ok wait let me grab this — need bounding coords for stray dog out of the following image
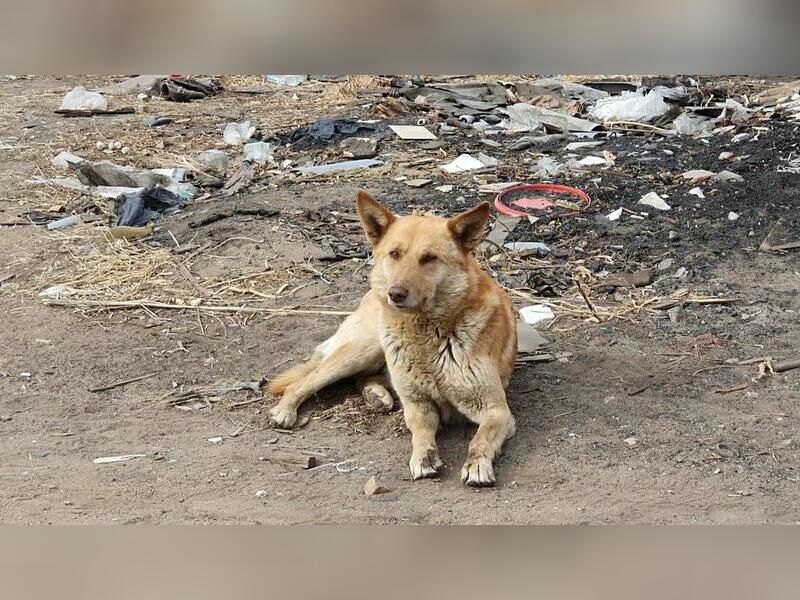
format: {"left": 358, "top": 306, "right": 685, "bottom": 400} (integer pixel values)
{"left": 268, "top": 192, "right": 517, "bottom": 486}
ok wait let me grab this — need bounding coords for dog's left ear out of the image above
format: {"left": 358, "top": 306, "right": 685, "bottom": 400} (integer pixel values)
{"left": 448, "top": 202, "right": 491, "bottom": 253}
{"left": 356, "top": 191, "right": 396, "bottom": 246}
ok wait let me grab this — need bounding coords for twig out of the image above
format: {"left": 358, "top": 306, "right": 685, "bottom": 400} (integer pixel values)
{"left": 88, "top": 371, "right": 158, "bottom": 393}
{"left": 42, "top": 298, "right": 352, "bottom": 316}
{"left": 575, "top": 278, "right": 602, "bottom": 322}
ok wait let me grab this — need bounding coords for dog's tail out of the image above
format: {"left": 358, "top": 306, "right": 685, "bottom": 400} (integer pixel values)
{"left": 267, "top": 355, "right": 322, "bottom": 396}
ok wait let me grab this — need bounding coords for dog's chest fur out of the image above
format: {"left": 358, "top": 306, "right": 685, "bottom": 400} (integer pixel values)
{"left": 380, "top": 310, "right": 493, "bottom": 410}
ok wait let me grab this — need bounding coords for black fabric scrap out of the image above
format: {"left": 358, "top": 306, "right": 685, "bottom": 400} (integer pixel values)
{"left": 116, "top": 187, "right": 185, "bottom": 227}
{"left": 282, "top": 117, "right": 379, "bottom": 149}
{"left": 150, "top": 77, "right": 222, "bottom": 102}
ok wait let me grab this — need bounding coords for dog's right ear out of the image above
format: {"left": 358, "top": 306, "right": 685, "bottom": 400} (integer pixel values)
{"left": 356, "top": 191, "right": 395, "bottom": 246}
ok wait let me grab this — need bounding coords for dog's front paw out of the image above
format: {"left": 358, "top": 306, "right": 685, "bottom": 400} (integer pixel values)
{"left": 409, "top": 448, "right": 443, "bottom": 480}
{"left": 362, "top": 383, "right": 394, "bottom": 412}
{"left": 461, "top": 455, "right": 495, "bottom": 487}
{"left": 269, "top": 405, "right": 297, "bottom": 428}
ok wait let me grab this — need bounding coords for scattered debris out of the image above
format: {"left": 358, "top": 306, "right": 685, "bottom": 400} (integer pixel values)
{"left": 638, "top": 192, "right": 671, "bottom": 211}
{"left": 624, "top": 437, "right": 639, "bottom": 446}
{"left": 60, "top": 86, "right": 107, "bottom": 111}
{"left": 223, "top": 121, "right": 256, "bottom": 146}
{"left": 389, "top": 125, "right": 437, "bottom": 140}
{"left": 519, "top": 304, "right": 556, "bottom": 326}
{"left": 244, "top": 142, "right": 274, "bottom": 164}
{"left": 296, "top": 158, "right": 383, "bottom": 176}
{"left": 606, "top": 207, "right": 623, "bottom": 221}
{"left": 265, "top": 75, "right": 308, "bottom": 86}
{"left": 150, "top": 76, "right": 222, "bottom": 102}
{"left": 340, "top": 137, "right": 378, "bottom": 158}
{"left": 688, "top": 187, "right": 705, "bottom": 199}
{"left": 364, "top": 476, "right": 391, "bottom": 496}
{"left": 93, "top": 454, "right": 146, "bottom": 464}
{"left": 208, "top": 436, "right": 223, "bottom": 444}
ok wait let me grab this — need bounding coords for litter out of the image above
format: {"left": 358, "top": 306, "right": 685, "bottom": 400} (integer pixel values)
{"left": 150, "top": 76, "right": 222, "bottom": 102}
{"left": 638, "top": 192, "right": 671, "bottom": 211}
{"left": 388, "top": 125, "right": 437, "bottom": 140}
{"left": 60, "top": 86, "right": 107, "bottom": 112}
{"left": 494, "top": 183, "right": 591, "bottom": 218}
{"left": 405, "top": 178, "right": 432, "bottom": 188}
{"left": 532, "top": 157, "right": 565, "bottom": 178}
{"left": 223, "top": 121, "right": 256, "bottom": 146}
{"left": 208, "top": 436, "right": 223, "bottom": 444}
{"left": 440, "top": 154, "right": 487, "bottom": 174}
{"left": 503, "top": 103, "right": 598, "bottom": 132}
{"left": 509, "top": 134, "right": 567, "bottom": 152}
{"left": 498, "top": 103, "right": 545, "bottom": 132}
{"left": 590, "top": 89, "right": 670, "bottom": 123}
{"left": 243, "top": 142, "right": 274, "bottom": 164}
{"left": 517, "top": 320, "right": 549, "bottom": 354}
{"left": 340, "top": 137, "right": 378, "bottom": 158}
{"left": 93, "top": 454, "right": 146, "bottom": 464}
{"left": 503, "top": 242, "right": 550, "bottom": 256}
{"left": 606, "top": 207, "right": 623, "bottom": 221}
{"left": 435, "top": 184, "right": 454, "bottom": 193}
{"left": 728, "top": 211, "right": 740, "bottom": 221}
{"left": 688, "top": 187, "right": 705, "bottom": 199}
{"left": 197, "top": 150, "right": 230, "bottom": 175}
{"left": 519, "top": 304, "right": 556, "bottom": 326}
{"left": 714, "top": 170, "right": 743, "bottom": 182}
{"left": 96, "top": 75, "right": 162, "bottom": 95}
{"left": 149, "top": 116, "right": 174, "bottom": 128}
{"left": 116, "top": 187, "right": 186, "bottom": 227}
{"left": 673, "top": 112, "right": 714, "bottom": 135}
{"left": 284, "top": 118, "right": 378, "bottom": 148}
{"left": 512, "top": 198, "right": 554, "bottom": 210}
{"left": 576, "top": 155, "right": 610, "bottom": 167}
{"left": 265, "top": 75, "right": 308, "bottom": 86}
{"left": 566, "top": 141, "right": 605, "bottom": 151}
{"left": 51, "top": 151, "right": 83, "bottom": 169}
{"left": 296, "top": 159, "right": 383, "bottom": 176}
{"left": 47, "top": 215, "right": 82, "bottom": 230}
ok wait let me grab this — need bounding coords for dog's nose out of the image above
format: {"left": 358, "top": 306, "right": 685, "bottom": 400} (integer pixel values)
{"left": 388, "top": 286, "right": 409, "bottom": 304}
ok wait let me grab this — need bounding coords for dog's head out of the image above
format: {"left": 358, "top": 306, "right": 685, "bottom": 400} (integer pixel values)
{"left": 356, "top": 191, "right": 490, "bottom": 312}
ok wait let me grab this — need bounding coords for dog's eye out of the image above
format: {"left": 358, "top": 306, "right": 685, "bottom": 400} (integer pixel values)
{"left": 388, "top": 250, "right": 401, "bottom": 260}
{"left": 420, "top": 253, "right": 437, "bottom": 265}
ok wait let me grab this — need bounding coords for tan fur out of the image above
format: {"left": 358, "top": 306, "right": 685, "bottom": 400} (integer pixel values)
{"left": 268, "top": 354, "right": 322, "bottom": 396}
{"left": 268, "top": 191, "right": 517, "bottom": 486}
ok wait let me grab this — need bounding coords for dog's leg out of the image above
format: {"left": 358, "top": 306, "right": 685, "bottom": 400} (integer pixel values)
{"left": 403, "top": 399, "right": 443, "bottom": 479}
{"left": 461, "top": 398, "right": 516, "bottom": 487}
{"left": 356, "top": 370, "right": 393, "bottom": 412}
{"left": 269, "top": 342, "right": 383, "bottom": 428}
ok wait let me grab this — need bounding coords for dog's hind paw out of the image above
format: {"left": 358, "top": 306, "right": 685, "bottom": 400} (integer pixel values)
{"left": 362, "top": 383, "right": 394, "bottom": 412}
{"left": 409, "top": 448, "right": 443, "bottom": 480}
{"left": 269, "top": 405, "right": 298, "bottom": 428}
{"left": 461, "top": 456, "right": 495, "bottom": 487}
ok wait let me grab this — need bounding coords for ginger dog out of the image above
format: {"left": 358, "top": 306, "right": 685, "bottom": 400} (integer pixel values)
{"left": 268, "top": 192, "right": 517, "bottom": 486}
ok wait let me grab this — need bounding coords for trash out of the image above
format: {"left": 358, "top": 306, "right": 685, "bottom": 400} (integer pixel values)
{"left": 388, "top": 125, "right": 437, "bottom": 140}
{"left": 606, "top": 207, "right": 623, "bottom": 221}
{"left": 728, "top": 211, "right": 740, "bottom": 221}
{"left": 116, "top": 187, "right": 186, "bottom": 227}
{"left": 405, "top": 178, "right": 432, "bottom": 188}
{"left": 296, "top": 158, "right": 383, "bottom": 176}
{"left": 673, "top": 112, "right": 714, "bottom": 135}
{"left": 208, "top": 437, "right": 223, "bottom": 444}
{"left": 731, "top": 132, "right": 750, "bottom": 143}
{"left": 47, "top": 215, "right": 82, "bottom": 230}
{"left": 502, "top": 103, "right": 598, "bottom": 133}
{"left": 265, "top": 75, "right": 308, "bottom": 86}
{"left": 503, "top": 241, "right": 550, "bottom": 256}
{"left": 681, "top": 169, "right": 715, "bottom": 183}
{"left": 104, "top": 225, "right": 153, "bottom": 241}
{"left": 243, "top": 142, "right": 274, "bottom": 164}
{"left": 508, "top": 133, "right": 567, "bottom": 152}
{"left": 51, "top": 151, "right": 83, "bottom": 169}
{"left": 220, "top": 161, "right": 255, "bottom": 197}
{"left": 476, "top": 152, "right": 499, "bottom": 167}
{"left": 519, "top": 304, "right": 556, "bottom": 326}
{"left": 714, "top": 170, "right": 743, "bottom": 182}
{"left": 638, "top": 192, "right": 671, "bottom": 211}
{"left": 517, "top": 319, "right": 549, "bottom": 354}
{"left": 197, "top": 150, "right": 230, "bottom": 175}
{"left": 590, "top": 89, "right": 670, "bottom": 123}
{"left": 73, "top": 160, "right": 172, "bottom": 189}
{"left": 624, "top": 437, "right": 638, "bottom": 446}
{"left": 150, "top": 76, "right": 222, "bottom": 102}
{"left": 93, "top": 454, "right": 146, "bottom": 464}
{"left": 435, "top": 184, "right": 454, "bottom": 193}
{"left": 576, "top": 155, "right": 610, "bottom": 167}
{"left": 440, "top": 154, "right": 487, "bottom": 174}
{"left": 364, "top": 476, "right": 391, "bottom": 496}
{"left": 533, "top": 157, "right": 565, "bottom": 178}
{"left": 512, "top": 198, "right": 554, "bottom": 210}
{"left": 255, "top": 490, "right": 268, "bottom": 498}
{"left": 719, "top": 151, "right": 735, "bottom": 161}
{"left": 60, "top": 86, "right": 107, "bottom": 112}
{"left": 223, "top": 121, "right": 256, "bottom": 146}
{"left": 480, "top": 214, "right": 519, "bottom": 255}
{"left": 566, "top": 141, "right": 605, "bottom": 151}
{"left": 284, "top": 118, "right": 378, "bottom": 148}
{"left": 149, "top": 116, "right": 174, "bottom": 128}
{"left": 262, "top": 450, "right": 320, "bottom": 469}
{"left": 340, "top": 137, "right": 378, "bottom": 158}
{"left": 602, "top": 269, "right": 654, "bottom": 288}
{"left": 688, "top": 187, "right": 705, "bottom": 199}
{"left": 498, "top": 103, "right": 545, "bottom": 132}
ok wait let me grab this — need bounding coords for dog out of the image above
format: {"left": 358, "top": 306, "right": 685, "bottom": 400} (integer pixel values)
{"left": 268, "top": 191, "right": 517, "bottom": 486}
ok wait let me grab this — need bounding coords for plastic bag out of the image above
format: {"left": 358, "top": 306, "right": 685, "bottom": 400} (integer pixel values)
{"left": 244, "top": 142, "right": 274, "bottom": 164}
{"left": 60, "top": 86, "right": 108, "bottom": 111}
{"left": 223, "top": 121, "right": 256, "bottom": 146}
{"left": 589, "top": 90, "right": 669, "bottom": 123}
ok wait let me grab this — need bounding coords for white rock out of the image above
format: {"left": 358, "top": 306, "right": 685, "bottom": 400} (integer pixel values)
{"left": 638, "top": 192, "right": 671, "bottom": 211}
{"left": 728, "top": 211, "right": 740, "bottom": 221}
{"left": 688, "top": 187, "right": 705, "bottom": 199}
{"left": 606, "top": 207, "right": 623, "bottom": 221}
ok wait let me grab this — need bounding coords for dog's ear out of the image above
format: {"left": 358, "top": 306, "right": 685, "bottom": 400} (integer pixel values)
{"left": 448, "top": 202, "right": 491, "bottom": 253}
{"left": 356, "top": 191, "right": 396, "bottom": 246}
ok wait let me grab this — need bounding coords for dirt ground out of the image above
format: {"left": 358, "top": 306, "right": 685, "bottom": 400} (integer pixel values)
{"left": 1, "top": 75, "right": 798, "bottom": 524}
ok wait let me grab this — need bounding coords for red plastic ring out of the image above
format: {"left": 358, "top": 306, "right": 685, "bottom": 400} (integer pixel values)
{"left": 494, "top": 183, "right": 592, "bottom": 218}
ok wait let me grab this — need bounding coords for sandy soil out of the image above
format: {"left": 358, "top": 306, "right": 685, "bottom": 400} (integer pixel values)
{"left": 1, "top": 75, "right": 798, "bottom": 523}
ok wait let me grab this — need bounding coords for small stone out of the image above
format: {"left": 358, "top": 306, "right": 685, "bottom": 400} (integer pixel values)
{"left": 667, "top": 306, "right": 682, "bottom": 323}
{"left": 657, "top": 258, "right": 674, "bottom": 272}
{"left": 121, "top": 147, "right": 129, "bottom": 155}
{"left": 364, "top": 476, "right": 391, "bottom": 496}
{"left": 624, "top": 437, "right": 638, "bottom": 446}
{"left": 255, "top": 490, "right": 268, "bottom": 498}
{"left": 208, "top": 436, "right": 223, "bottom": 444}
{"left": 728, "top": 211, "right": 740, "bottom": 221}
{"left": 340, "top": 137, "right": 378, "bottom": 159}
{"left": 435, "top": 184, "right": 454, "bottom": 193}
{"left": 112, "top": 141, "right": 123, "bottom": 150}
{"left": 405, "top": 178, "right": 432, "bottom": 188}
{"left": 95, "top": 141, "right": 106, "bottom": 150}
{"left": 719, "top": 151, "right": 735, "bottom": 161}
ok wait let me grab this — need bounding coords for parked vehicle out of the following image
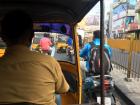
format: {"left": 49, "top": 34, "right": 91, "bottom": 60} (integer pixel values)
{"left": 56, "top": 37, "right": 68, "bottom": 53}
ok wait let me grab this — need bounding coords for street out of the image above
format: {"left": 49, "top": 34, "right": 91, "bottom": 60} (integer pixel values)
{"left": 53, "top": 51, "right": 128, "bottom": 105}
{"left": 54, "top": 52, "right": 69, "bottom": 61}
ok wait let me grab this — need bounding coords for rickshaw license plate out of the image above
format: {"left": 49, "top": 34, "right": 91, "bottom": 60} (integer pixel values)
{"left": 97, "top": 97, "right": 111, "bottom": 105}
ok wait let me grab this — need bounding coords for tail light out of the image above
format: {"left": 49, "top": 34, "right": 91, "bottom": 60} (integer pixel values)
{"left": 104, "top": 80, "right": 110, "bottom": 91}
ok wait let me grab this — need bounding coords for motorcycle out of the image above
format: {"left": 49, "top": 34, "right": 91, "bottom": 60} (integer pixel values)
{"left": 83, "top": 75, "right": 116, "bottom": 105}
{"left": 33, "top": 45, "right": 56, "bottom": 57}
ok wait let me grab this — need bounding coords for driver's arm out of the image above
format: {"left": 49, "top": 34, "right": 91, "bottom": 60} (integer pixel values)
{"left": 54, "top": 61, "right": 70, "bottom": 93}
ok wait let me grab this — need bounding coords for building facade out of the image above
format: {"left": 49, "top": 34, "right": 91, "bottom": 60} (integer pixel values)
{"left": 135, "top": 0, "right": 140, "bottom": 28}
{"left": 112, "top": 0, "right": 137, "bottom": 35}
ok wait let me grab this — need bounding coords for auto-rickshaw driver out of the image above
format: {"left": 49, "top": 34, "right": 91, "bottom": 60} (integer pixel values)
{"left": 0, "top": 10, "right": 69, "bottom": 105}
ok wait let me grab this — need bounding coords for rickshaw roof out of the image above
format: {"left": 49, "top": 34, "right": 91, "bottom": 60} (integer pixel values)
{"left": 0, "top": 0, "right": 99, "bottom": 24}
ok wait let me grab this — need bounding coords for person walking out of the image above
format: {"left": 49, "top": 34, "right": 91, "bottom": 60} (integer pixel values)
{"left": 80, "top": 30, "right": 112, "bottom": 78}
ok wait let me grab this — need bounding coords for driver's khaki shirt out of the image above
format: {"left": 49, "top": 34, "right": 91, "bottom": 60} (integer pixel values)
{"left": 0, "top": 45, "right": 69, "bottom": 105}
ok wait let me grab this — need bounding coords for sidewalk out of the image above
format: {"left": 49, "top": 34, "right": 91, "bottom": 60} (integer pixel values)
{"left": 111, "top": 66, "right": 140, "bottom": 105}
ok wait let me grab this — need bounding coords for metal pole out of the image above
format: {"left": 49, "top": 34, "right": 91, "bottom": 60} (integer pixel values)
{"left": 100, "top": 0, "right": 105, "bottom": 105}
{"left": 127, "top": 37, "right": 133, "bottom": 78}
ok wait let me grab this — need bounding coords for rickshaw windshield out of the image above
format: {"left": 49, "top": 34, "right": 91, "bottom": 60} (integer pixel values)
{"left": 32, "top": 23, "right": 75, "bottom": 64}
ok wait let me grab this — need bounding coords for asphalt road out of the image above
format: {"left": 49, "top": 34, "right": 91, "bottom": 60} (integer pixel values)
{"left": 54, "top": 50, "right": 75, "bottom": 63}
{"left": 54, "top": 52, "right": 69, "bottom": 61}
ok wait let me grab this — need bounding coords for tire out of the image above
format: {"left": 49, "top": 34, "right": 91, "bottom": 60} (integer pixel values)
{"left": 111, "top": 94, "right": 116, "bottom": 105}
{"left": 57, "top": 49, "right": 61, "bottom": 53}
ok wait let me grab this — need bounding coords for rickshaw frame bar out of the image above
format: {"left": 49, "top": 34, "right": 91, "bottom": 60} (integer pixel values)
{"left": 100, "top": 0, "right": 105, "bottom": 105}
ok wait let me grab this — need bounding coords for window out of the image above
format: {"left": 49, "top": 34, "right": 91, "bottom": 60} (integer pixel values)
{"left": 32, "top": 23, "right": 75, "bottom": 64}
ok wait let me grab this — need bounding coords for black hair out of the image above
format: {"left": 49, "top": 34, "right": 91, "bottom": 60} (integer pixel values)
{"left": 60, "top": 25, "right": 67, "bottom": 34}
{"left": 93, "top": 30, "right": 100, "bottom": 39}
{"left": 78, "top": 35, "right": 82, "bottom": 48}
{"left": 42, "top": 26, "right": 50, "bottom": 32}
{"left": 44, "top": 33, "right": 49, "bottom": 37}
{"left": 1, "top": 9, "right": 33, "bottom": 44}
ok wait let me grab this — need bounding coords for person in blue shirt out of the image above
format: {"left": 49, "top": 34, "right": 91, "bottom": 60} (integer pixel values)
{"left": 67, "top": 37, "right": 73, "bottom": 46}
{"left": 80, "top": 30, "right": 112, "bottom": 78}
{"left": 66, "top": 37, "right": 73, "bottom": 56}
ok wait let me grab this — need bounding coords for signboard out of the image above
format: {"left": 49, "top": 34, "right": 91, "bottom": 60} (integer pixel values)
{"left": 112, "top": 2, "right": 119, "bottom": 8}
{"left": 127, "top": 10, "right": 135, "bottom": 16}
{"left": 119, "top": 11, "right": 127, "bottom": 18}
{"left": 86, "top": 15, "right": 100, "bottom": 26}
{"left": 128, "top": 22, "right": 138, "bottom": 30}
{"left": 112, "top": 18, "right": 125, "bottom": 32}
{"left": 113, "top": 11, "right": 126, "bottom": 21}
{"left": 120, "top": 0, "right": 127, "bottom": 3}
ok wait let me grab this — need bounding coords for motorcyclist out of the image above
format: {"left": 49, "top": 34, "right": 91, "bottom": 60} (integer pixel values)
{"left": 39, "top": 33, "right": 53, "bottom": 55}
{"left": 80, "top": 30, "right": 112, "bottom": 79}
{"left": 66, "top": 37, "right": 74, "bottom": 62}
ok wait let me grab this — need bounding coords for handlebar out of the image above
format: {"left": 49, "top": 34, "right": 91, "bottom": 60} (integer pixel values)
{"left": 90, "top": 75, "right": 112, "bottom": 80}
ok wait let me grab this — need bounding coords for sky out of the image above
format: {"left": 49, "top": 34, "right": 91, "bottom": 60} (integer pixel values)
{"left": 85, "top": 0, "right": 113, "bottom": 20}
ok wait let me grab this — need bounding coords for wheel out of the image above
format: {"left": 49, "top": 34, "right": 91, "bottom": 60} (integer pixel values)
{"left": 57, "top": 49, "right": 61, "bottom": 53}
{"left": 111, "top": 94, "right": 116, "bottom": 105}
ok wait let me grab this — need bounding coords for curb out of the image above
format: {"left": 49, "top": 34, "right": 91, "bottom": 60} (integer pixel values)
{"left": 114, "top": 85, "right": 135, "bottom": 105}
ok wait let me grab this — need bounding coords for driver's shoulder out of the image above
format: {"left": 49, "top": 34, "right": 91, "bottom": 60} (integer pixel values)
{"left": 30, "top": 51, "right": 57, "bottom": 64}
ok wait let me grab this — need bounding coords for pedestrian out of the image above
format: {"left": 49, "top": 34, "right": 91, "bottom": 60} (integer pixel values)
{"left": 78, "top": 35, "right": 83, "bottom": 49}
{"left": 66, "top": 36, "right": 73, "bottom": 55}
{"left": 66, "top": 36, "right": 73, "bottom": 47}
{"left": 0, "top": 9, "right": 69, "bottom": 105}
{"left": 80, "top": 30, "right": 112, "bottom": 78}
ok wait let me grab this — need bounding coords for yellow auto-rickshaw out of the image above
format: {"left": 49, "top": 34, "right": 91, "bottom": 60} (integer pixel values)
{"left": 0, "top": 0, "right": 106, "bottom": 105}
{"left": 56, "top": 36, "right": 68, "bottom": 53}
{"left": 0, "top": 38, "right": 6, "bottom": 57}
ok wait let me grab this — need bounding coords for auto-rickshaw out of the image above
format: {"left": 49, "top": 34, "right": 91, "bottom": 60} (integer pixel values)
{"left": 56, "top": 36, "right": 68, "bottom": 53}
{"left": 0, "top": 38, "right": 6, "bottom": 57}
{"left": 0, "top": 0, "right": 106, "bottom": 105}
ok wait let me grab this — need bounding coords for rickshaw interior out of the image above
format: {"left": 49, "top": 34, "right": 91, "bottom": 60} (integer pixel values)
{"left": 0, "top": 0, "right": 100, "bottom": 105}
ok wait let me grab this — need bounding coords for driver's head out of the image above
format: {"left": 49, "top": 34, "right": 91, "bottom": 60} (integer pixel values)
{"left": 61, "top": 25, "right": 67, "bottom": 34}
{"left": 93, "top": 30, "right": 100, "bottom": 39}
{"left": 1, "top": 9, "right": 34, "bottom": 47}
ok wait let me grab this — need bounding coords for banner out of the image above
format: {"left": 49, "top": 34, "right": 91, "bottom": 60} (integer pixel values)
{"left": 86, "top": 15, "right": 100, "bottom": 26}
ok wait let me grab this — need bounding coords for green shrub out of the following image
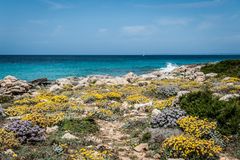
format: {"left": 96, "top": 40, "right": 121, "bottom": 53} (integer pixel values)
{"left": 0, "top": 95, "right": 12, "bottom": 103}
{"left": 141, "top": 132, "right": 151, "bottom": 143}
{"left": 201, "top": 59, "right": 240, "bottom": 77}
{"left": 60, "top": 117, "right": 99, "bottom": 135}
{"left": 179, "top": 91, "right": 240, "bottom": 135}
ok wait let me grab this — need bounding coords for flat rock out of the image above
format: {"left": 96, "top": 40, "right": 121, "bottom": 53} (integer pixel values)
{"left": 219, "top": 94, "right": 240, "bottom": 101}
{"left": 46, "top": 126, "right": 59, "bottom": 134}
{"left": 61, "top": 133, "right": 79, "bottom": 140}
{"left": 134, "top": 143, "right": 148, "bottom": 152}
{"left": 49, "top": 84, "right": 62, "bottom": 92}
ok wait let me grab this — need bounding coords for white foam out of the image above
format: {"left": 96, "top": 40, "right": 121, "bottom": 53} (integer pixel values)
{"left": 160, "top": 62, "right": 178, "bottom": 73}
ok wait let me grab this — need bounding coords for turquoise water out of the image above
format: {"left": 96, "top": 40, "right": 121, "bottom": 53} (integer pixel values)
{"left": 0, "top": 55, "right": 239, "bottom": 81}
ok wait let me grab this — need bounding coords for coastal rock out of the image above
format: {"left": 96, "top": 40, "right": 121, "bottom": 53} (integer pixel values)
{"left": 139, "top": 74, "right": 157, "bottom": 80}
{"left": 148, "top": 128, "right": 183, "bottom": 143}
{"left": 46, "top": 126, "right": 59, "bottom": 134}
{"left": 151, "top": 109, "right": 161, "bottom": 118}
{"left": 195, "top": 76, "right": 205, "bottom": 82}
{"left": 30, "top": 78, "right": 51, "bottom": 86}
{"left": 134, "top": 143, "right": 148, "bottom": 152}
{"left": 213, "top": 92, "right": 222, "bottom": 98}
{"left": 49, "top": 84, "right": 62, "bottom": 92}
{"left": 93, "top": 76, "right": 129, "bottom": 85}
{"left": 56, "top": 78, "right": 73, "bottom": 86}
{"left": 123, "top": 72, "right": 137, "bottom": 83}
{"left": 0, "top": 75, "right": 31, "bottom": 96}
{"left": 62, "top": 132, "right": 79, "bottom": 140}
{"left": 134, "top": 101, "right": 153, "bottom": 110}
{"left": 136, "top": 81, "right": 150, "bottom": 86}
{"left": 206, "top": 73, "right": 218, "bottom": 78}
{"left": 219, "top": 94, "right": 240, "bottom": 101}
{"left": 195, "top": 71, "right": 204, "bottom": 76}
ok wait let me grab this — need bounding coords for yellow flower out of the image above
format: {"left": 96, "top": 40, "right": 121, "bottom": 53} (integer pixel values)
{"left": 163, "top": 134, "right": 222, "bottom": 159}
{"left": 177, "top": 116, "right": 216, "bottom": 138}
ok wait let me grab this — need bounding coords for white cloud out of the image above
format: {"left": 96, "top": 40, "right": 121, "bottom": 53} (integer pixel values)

## Directions for this task
Select all lines in the listing that include the word "white".

## Answer for this exercise
ok wait let me grab this — need bounding coords for white rock out of the image above
ok wait let me grab this — need bounding coords for white foam out of the image above
ok wait let me grab this — need bounding coords for white cloud out of the image above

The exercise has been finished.